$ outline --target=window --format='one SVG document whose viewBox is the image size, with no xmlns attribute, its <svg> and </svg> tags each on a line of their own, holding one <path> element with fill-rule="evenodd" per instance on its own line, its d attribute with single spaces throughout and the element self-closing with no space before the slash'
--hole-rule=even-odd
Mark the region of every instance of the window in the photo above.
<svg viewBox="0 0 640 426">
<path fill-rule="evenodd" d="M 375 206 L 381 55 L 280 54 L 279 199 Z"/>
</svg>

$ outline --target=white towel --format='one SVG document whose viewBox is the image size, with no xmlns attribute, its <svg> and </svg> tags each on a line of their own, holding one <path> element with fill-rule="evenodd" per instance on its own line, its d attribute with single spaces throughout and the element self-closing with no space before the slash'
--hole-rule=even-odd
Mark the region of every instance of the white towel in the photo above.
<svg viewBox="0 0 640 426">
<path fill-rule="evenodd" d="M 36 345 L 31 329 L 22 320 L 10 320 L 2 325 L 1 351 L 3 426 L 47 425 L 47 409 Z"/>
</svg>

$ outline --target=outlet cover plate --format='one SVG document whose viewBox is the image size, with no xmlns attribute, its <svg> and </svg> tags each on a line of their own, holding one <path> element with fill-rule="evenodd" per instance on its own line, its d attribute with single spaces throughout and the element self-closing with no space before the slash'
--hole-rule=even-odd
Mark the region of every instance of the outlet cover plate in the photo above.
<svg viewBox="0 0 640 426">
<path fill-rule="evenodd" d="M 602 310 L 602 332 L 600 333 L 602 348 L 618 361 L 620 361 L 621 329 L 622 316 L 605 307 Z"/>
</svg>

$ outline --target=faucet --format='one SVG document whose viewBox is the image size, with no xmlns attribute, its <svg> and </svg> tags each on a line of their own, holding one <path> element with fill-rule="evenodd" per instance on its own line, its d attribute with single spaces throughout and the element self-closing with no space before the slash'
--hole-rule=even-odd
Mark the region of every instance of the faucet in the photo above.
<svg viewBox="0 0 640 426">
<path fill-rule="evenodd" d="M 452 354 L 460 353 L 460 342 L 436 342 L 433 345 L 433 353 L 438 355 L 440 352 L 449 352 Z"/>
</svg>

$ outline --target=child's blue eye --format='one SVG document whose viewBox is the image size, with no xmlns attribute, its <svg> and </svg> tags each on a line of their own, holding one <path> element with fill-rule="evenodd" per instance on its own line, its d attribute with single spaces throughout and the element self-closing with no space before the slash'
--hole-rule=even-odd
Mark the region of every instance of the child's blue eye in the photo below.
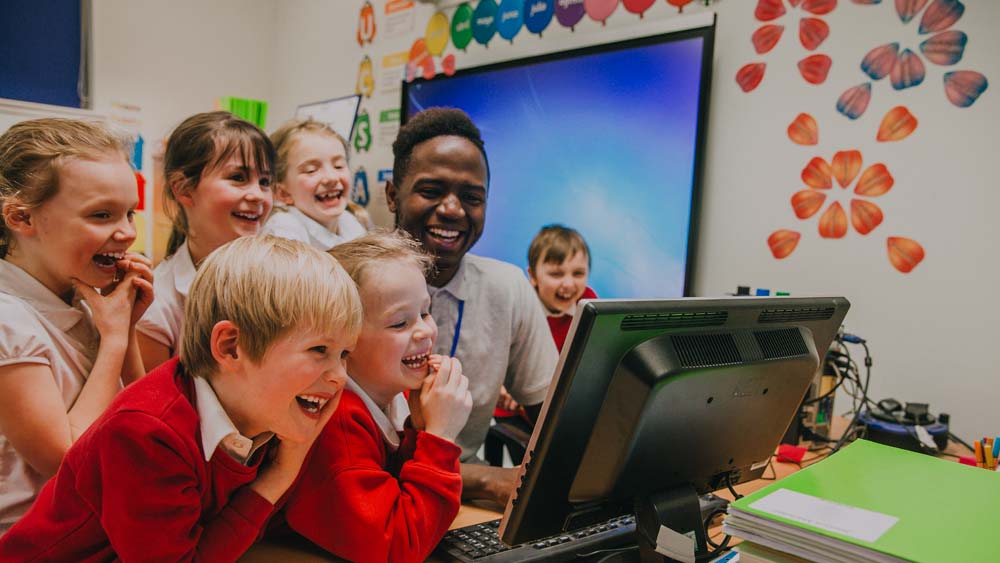
<svg viewBox="0 0 1000 563">
<path fill-rule="evenodd" d="M 326 346 L 313 346 L 310 350 L 319 354 L 326 354 Z"/>
<path fill-rule="evenodd" d="M 389 325 L 389 328 L 403 328 L 406 326 L 406 321 L 399 321 L 396 324 Z"/>
<path fill-rule="evenodd" d="M 128 210 L 128 220 L 132 221 L 133 217 L 135 217 L 135 209 L 129 209 Z"/>
<path fill-rule="evenodd" d="M 349 356 L 349 355 L 351 355 L 351 351 L 350 350 L 344 350 L 343 352 L 340 353 L 340 359 L 341 360 L 346 360 L 347 356 Z"/>
</svg>

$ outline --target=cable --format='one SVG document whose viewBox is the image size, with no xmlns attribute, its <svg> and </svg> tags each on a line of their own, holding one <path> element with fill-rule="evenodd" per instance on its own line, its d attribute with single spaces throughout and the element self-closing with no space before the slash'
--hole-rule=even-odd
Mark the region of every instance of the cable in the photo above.
<svg viewBox="0 0 1000 563">
<path fill-rule="evenodd" d="M 733 488 L 732 473 L 726 473 L 726 487 L 729 489 L 729 493 L 733 495 L 733 500 L 740 500 L 741 498 L 743 498 L 743 495 L 737 493 L 736 489 Z"/>
</svg>

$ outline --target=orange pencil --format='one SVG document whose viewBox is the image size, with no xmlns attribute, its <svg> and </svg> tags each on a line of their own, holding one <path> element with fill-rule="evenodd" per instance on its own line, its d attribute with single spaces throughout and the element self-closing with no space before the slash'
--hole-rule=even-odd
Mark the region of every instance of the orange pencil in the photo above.
<svg viewBox="0 0 1000 563">
<path fill-rule="evenodd" d="M 983 457 L 983 443 L 979 440 L 973 442 L 976 446 L 976 467 L 985 467 L 983 464 L 986 459 Z"/>
</svg>

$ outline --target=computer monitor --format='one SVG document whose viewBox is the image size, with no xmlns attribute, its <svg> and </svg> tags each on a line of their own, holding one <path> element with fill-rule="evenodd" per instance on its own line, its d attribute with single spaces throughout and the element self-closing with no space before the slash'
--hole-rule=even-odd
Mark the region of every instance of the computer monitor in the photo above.
<svg viewBox="0 0 1000 563">
<path fill-rule="evenodd" d="M 653 541 L 670 524 L 704 550 L 697 495 L 762 475 L 849 307 L 842 297 L 581 301 L 503 541 L 637 511 L 640 548 L 643 533 Z"/>
</svg>

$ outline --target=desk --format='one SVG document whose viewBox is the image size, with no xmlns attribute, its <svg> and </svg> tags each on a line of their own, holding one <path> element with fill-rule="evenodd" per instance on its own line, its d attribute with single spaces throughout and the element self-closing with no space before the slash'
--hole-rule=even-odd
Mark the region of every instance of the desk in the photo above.
<svg viewBox="0 0 1000 563">
<path fill-rule="evenodd" d="M 847 429 L 848 422 L 849 421 L 847 419 L 842 417 L 834 419 L 832 428 L 833 434 L 835 436 L 842 434 L 844 430 Z M 949 442 L 945 453 L 952 455 L 969 455 L 971 452 L 960 444 Z M 807 456 L 807 459 L 808 457 L 811 456 Z M 779 480 L 795 473 L 800 469 L 800 467 L 794 463 L 780 463 L 777 461 L 774 461 L 772 466 L 774 467 L 774 477 Z M 764 475 L 770 476 L 769 470 L 765 469 Z M 750 481 L 748 483 L 737 485 L 735 489 L 736 492 L 741 495 L 748 495 L 758 489 L 766 487 L 773 481 L 773 479 L 757 479 L 756 481 Z M 716 494 L 720 497 L 732 500 L 732 495 L 730 495 L 727 490 L 718 491 Z M 500 513 L 492 510 L 476 506 L 463 505 L 458 512 L 458 516 L 455 517 L 455 521 L 452 523 L 451 528 L 455 529 L 471 524 L 478 524 L 480 522 L 494 520 L 500 516 Z M 315 547 L 304 540 L 287 544 L 262 542 L 250 548 L 250 551 L 248 551 L 247 554 L 240 559 L 241 563 L 270 563 L 273 561 L 287 561 L 291 563 L 330 563 L 342 560 L 322 551 L 318 547 Z M 441 560 L 435 557 L 431 557 L 428 561 L 442 563 Z"/>
</svg>

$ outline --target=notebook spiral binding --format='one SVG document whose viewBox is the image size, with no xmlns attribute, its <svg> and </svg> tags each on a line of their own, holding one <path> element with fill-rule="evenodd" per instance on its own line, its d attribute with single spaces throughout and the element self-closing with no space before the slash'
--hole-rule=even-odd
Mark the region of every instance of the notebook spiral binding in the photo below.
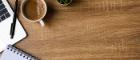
━━━━━━━━━━━━━━━━━━━━━━━━━━━━━━
PROBLEM DESCRIPTION:
What is needed is an exact copy of all the records, minus any pictures.

TASK OUTPUT:
$ outline --target=window --format='one SVG document whose viewBox is the image size, with no xmlns attribute, its <svg> and </svg> tags each on a line of their own, holding one <path> element with fill-rule="evenodd" per instance on its own line, its d attribute with single spaces throughout and the element self-closing with no space before the slash'
--hole-rule=even-odd
Mark the region of every instance of the window in the photo above.
<svg viewBox="0 0 640 426">
<path fill-rule="evenodd" d="M 375 206 L 381 55 L 280 54 L 279 199 Z"/>
</svg>

$ outline --target=white towel --format='one SVG document whose viewBox is the image size, with no xmlns attribute, its <svg> and </svg> tags each on a line of their own, holding one <path> element with fill-rule="evenodd" per instance on its own line, its d attribute with single spaces throughout and the element self-closing with no space before the slash'
--hole-rule=even-odd
Mark the region of every instance of the white towel in the photo above.
<svg viewBox="0 0 640 426">
<path fill-rule="evenodd" d="M 36 345 L 31 329 L 22 320 L 10 320 L 2 325 L 1 351 L 3 426 L 47 425 L 47 409 Z"/>
</svg>

$ outline --target=outlet cover plate --format='one SVG document whose viewBox is the image size, with no xmlns attribute, its <svg> and </svg> tags each on a line of their own, holding one <path> element with fill-rule="evenodd" per instance on its own line, its d attribute with single spaces throughout and the element self-closing with no space before the slash'
--hole-rule=even-odd
Mark the region of every instance of the outlet cover plate in the photo above.
<svg viewBox="0 0 640 426">
<path fill-rule="evenodd" d="M 602 310 L 602 332 L 600 333 L 602 348 L 618 361 L 620 361 L 621 329 L 622 316 L 605 307 Z"/>
</svg>

$ outline --target=faucet --format='one SVG document whose viewBox is the image size, with no xmlns attribute, its <svg> and </svg> tags each on a line of their own, holding one <path> element with fill-rule="evenodd" per instance on its own line, its d attribute with single spaces throughout and the element self-closing with no space before the slash'
--hole-rule=even-odd
Mark the region of every instance of the faucet in the photo above.
<svg viewBox="0 0 640 426">
<path fill-rule="evenodd" d="M 452 354 L 460 353 L 460 342 L 436 342 L 433 345 L 433 353 L 438 355 L 440 352 L 449 352 Z"/>
</svg>

$ outline --target=child's blue eye --format='one SVG document whose viewBox is the image size, with no xmlns attribute, its <svg> and </svg> tags each on a line of their own, holding one <path> element with fill-rule="evenodd" per instance on its own line, its d attribute with single spaces throughout and the element self-closing with no space before the slash'
--hole-rule=even-odd
Mark the region of every instance of the child's blue eye in the photo below.
<svg viewBox="0 0 1000 563">
<path fill-rule="evenodd" d="M 326 346 L 313 346 L 310 350 L 319 354 L 326 354 Z"/>
<path fill-rule="evenodd" d="M 389 325 L 389 328 L 403 328 L 406 326 L 406 321 L 399 321 L 396 324 Z"/>
<path fill-rule="evenodd" d="M 128 210 L 128 220 L 132 221 L 133 217 L 135 217 L 135 209 L 129 209 Z"/>
<path fill-rule="evenodd" d="M 349 356 L 349 355 L 351 355 L 351 351 L 350 350 L 344 350 L 343 352 L 340 353 L 340 359 L 341 360 L 346 360 L 347 356 Z"/>
</svg>

$ outline --target=cable --format='one SVG document whose viewBox is the image size, with no xmlns attribute, its <svg> and </svg> tags each on a line of their own, holding one <path> element with fill-rule="evenodd" per instance on its own line, its d attribute with single spaces throughout and the element self-closing with no space before the slash'
--hole-rule=even-odd
Mark the region of every instance of the cable in the photo above.
<svg viewBox="0 0 1000 563">
<path fill-rule="evenodd" d="M 733 488 L 732 473 L 726 473 L 726 487 L 729 489 L 729 493 L 733 495 L 733 500 L 740 500 L 741 498 L 743 498 L 743 495 L 737 493 L 736 489 Z"/>
</svg>

$ outline --target=orange pencil --format='one SVG document whose viewBox is the image size, with no xmlns attribute, its <svg> and </svg> tags each on a line of their own, holding one <path> element with fill-rule="evenodd" per instance on its own line, its d attribute with single spaces throughout and the element self-closing with no space before the slash'
--hole-rule=even-odd
Mark the region of every instance of the orange pencil in the photo above.
<svg viewBox="0 0 1000 563">
<path fill-rule="evenodd" d="M 983 457 L 983 443 L 979 440 L 973 442 L 976 446 L 976 467 L 985 467 L 983 464 L 986 459 Z"/>
</svg>

$ outline --target=computer monitor --format='one SVG document whose viewBox is the image size, with no xmlns attribute, its <svg> and </svg> tags each on a line of their own, holding one <path> element with fill-rule="evenodd" per instance on its own line, its d attribute with single spaces throughout and the element self-closing with no space before the slash'
--hole-rule=even-odd
Mark the region of every instance of the computer monitor in the photo above.
<svg viewBox="0 0 1000 563">
<path fill-rule="evenodd" d="M 653 541 L 670 524 L 704 550 L 697 495 L 762 475 L 849 307 L 842 297 L 581 301 L 503 541 L 637 511 L 640 548 L 643 533 Z"/>
</svg>

$ outline --target=desk --format='one SVG document whose viewBox is the image size, with no xmlns attribute, its <svg> and </svg> tags each on a line of their own, holding one <path> element with fill-rule="evenodd" per instance on its own line, its d attribute with single spaces throughout and the element self-closing with no space before the slash'
--hole-rule=even-odd
Mark the region of every instance of the desk in the photo above.
<svg viewBox="0 0 1000 563">
<path fill-rule="evenodd" d="M 847 429 L 848 422 L 849 421 L 847 419 L 842 417 L 834 419 L 832 428 L 833 434 L 835 436 L 842 434 L 844 430 Z M 949 442 L 945 453 L 952 455 L 969 455 L 971 452 L 960 444 Z M 807 456 L 807 459 L 808 457 L 811 456 Z M 779 480 L 795 473 L 800 469 L 800 467 L 794 463 L 780 463 L 777 461 L 774 461 L 772 466 L 774 467 L 774 477 Z M 764 475 L 770 476 L 769 470 L 765 469 Z M 750 481 L 748 483 L 737 485 L 735 489 L 736 492 L 741 495 L 748 495 L 758 489 L 766 487 L 773 481 L 773 479 L 757 479 L 756 481 Z M 716 494 L 720 497 L 732 500 L 732 495 L 730 495 L 727 490 L 718 491 Z M 500 513 L 492 510 L 476 506 L 463 505 L 458 512 L 458 516 L 455 517 L 455 521 L 452 523 L 451 528 L 455 529 L 471 524 L 478 524 L 480 522 L 494 520 L 500 516 Z M 315 547 L 304 540 L 287 544 L 262 542 L 250 548 L 250 551 L 248 551 L 247 554 L 240 559 L 241 563 L 270 563 L 273 561 L 287 561 L 291 563 L 330 563 L 342 560 L 322 551 L 318 547 Z M 441 560 L 435 557 L 431 557 L 428 561 L 442 563 Z"/>
</svg>

$ outline --target=notebook spiral binding --format='one SVG document whose viewBox is the image size, with no xmlns attribute, its <svg> and </svg> tags each on a line of their own, holding one <path> element with fill-rule="evenodd" per instance on its own line, its d attribute with single spaces throughout and the element self-closing with no space before the slash'
--hole-rule=even-odd
Mark the region of every instance of the notebook spiral binding in the photo below.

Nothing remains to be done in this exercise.